## Penggalan Teks:
---+---
Minggu, 01 April 2012

Order Demo (Demo dijadikan Industri)

Wajah pria berperawakan sedang itu menyeringai. Senyumnya menahan tawa, ketika disebut dirinya disebut mendirikan perusahaan, “Demonstrasi Bayaran”. Realitasnya, kantor di kawasan, Jakarta Selatan itu, berfasilitas canggih, lengkap, nyaman dan ber-AC. Dua line nomer telepon, satu faksimile dan lima buah perangkat komputer PC dan satu komputer Macintosh, menjadi bagian dari kantornya yang tertata rapih itu.
---+---
## Yang Diminta:
Tuliskan kembali seluruh penggalan teks tentang demonstrasi bayaran di atas, sama persis tanpa mengubah apa pun.

## Data yang Diberikan:
---+---
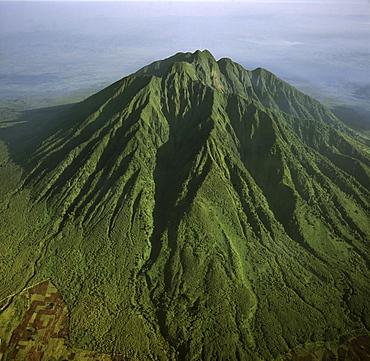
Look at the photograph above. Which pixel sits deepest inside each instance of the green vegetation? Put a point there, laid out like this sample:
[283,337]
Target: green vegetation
[191,211]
---+---
## Penyelesaian:
Minggu, 01 April 2012

Order Demo (Demo dijadikan Industri)

Wajah pria berperawakan sedang itu menyeringai. Senyumnya menahan tawa, ketika disebut dirinya disebut mendirikan perusahaan, “Demonstrasi Bayaran”. Realitasnya, kantor di kawasan, Jakarta Selatan itu, berfasilitas canggih, lengkap, nyaman dan ber-AC. Dua line nomer telepon, satu faksimile dan lima buah perangkat komputer PC dan satu komputer Macintosh, menjadi bagian dari kantornya yang tertata rapih itu.